EXERCISES TO COMPLETE —
• A. Print the passage of the job posting starting at "Staff Infrastructure Engineer" and ending at "liaise with vendors.".
• B. Answer these questions from the job posting:
(i) How many servers at once should the infrastructure scale to handle in mass deployments?
(ii) Which containerization technology is preferred?
(iii) Which version control system is named?
• C. Translate this sentence from the job posting into Spanish: "The role involves troubleshooting hardware, especially GPUs, and supporting high growth in AI compute operations."

Staff Infrastructure Engineer

Crusoe Crusoe · Data AI · San Francisco, CA - US · Cloud Engineering

Staff Software Infrastructure Engineer responsible for managing and scaling Crusoe's cloud infrastructure, focusing on server provisioning, automation, and transitioning to Kubernetes. The role involves troubleshooting hardware, especially GPUs, and supporting high growth in AI compute operations.

What you'd actually do

  1. Manage and maintain day-to-day operations of Crusoe’s cloud infrastructure.
  2. Develop automation tools to streamline server provisioning and reduce SLA times.
  3. Scale infrastructure to support mass deployments (80-100 servers simultaneously).
  4. Troubleshoot hardware issues, especially with GPUs, and liaise with vendors.
  5. Transition Crusoe’s environment to Kubernetes and containerized workflows.

Skills

Required

  • Solid hardware experience
  • GPU troubleshooting expertise
  • Strong Linux background
  • Knowledge of PXE booting and server provisioning (bare metal)
  • Experience with BMC/IPMI, BIOS, and enterprise-grade server management
  • Kubernetes proficiency (admin or developer)
  • Familiarity with containerization technologies (Docker preferred)
  • Experience with version control systems ( Gitlab )
  • Problem solving skills
  • Strong communication and collaboration skills

Nice to have

  • MAAS
  • Python or Golang
  • Kubernetes administration and deployment experience
  • Ansible and Terraform

What the JD emphasized

  • Infrastructure as code
  • scaling operations
  • high growth
  • Kubernetes
  • GPU troubleshooting

DATA PROVIDED —
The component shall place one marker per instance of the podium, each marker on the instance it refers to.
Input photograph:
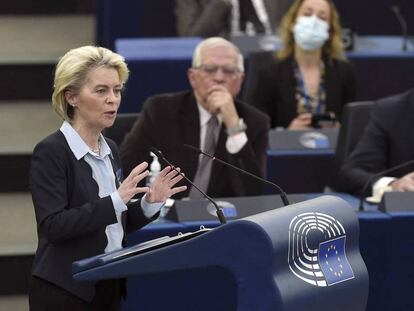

SOLUTIONS BELOW —
• A.
Staff Infrastructure Engineer

Crusoe Crusoe · Data AI · San Francisco, CA - US · Cloud Engineering

Staff Software Infrastructure Engineer responsible for managing and scaling Crusoe's cloud infrastructure, focusing on server provisioning, automation, and transitioning to Kubernetes. The role involves troubleshooting hardware, especially GPUs, and supporting high growth in AI compute operations.

What you'd actually do

  1. Manage and maintain day-to-day operations of Crusoe’s cloud infrastructure.
  2. Develop automation tools to streamline server provisioning and reduce SLA times.
  3. Scale infrastructure to support mass deployments (80-100 servers simultaneously).
  4. Troubleshoot hardware issues, especially with GPUs, and liaise with vendors.

• B.
(i) 80-100 servers simultaneously
(ii) Docker
(iii) Gitlab

• C. El puesto implica solucionar problemas de hardware, especialmente de GPU, y dar soporte al alto crecimiento de las operaciones de cómputo de IA.